# Job
Please turn every line of the rows below into a Markdown table with the columns Line No and Text, skipping blank lines.

# Records for the exercise

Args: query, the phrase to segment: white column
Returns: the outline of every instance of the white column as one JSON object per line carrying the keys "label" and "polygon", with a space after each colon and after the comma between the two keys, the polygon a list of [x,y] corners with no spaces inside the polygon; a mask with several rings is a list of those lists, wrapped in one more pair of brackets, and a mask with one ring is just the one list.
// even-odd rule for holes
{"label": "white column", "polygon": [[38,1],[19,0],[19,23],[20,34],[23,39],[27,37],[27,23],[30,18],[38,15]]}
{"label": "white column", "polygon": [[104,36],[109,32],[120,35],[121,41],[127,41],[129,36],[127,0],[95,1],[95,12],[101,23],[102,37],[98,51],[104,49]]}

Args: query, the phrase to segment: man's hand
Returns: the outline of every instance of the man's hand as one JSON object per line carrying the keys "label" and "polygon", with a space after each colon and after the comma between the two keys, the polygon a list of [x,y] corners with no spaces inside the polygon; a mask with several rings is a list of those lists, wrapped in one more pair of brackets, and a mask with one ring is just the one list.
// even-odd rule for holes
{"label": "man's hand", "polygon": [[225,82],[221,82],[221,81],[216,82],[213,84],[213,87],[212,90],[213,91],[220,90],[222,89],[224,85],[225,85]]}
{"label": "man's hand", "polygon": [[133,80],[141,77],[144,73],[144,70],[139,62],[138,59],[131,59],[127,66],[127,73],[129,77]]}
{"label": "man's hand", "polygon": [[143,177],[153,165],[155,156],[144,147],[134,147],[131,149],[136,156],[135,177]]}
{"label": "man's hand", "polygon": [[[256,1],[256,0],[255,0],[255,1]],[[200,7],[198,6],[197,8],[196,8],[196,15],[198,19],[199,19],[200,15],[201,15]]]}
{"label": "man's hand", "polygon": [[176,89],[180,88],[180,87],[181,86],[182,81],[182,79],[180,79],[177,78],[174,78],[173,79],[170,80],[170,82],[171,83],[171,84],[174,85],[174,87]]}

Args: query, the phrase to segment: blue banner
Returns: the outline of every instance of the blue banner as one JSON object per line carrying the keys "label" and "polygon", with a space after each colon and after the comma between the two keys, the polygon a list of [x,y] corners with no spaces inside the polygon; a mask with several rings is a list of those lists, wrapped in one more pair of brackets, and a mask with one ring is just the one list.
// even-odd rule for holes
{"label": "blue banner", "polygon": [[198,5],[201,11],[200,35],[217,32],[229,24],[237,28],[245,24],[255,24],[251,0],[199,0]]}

# Output of the exercise
| Line No | Text |
|---|---|
| 1 | Args: query, the phrase to segment: white column |
| 2 | Returns: the outline of every instance of the white column as one JSON object per line carrying the keys "label" and "polygon", with a space after each colon and after the comma between the two keys, the polygon a list of [x,y] corners with no spaces inside the polygon; a mask with several rings is a list of those lists, wrapped in one more pair of brackets, and a mask with one ring is just the one list. |
| 3 | // even-odd rule for holes |
| 4 | {"label": "white column", "polygon": [[38,1],[19,0],[19,23],[20,34],[23,39],[27,37],[27,23],[30,18],[38,15]]} |
| 5 | {"label": "white column", "polygon": [[104,36],[109,32],[120,35],[121,41],[127,41],[129,36],[127,0],[95,1],[95,12],[101,23],[102,37],[98,51],[104,49]]} |
| 6 | Args: query, the phrase to segment: man's hand |
| 7 | Returns: the outline of every instance of the man's hand as one JSON object per line carrying the keys "label" and "polygon", with a space after each colon and after the comma between the two keys, the polygon a list of [x,y] corners with no spaces inside the polygon; a mask with several rings is a list of those lists, wrapped in one more pair of brackets, and a mask with one ring is just the one list. |
| 8 | // even-odd rule for holes |
| 9 | {"label": "man's hand", "polygon": [[225,82],[221,82],[221,81],[216,82],[213,84],[213,87],[212,90],[213,91],[220,90],[222,89],[224,85],[225,85]]} |
| 10 | {"label": "man's hand", "polygon": [[133,80],[141,77],[144,73],[144,70],[139,62],[138,59],[131,59],[127,66],[127,73],[129,77]]} |
| 11 | {"label": "man's hand", "polygon": [[143,177],[153,165],[155,156],[144,147],[134,147],[131,149],[136,156],[135,177]]} |
| 12 | {"label": "man's hand", "polygon": [[[256,1],[256,0],[255,0],[255,1]],[[200,7],[198,6],[197,8],[196,8],[196,15],[198,19],[199,19],[200,15],[201,15]]]} |
| 13 | {"label": "man's hand", "polygon": [[176,89],[180,88],[180,87],[181,86],[182,81],[182,79],[180,79],[177,78],[174,78],[173,79],[170,80],[170,82],[171,83],[171,84],[174,85],[174,87]]} |
| 14 | Args: query, the phrase to segment: blue banner |
| 15 | Returns: the outline of every instance of the blue banner as one JSON object per line carrying the keys "label" and "polygon", with a space after each colon and after the comma between the two keys, the polygon a list of [x,y] corners with no spaces inside the polygon; a mask with several rings is a list of those lists, wrapped in one more pair of brackets, and a mask with one ring is just the one list. |
| 16 | // even-odd rule for holes |
| 17 | {"label": "blue banner", "polygon": [[198,5],[201,11],[200,35],[217,32],[229,24],[237,28],[245,24],[255,24],[251,0],[199,0]]} |